◆ Exercise description: Could you rewrite the data below, swapping every "In this picture" for "In this photo" and keeping everything else the same, but leaving the pictures out?

◆ Data supplied:
►

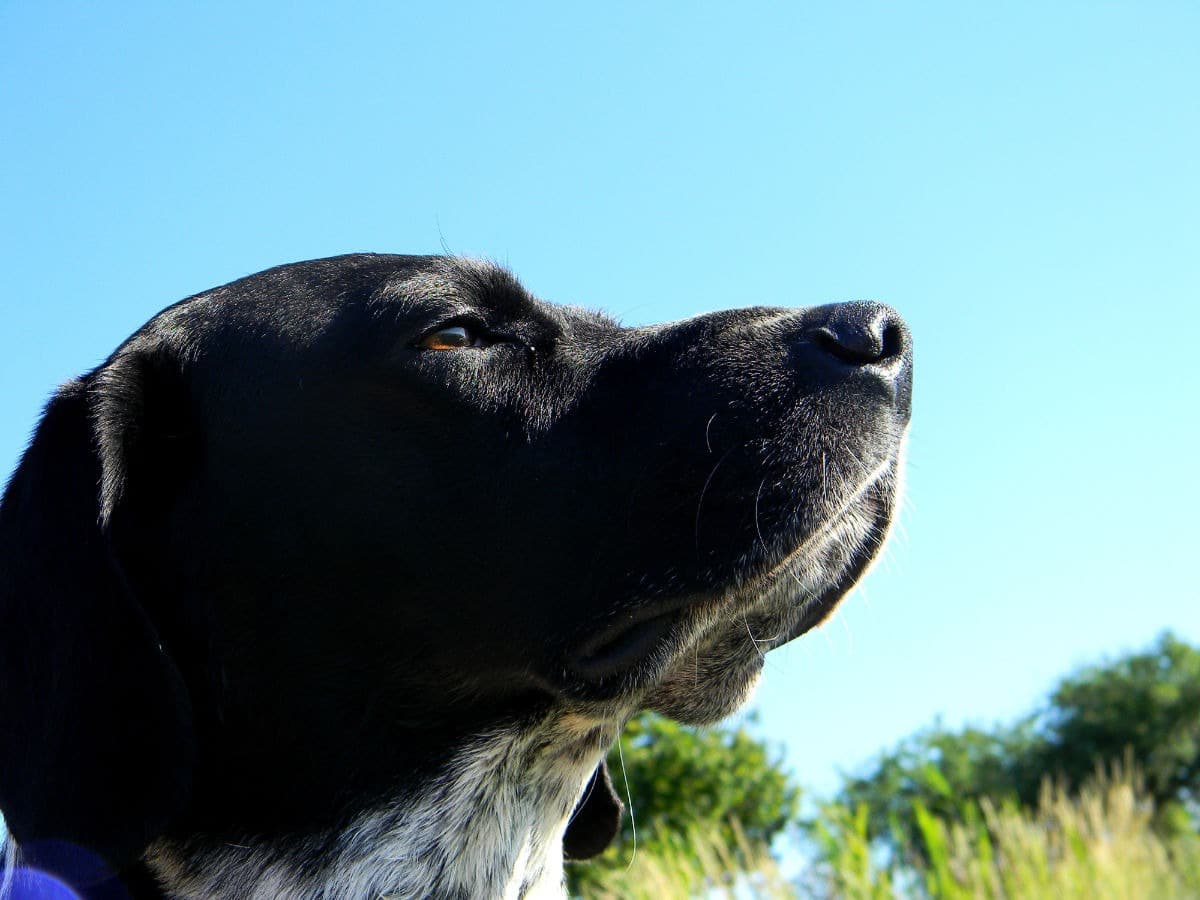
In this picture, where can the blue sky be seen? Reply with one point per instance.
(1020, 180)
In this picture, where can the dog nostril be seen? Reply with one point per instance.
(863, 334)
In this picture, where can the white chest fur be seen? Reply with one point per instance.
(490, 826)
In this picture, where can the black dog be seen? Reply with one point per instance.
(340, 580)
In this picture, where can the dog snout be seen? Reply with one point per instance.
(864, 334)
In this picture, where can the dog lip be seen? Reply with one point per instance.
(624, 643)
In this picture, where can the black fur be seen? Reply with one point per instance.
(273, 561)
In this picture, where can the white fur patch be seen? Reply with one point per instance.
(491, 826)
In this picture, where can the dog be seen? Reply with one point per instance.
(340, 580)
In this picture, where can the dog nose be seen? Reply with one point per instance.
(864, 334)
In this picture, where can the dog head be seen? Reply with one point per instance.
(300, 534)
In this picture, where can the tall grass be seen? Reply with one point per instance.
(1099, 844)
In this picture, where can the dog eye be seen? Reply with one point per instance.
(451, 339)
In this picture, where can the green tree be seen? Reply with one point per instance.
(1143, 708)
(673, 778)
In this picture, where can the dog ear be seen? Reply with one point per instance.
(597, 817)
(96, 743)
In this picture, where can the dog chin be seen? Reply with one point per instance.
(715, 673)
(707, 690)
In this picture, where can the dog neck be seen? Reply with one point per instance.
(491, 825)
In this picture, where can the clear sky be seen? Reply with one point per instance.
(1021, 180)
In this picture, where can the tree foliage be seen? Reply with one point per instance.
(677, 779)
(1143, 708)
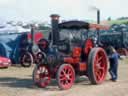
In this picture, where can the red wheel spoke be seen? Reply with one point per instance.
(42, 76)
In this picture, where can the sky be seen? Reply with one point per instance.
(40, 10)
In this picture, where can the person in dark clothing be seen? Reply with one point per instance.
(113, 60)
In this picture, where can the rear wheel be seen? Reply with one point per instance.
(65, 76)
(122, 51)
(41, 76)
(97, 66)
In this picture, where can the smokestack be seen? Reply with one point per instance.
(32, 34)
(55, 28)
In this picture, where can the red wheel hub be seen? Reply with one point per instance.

◄

◆ Task answer:
In this photo, where can the blue sky be seen? Reply with one point per instance.
(1020, 180)
In this photo, where can the dog nostril be seen? Reply with one point per instance.
(863, 334)
In this photo, where can the white chest fur be seen? Reply with one point per instance.
(490, 826)
In this photo, where can the black dog be seen? Reply with one point per instance.
(340, 580)
In this photo, where can the dog snout be seen? Reply with one point per instance.
(864, 334)
In this photo, where can the dog lip be seen? Reply with one point per instance.
(624, 643)
In this photo, where can the black fur be seen? Reply with one point per instance.
(273, 561)
In this photo, where can the white fur patch be seen? Reply with one point per instance.
(491, 826)
In this photo, where can the dog be seen? Reply with one point per instance.
(340, 580)
In this photo, where can the dog nose be seen? Reply with one point per instance.
(864, 334)
In this photo, where can the dog head be seen? Reply with one point per instance.
(300, 534)
In this photo, where can the tall grass be seen? Reply with one point per instance.
(1099, 844)
In this photo, where can the dog eye be seen? Reply with one point per instance.
(451, 339)
In this photo, where can the green tree be seen? Reply with one point per instance.
(1143, 708)
(673, 778)
In this photo, where can the dog ear be seen? Reply with one point per instance.
(597, 817)
(96, 743)
In this photo, where can the dog chin be seen? Reply with one point per instance.
(715, 673)
(707, 690)
In this photo, where can the dog neck be seen? Reply with one point per instance.
(491, 825)
In this photo, where can the clear sky be seen? Reply with one point per instance.
(1021, 180)
In this photo, where can the tree foliage be seen? Reply with one point per instance.
(677, 779)
(1143, 708)
In this photo, where can the red wheel spoke be seen? Reply with one point per instance.
(42, 76)
In this photo, where can the sky be seen? Reply with one point per instance.
(40, 10)
In this photo, where can the person in dark clothing be seen? Reply with one point per instance.
(113, 60)
In this photo, where can the rear wheel be seen? Reply with one point per instance.
(65, 76)
(122, 51)
(41, 76)
(97, 66)
In this photo, where can the smokestack be seen? Reply with one point per instance.
(32, 34)
(55, 28)
In this photo, where can the red wheel hub be seen? Reply with one point per instance.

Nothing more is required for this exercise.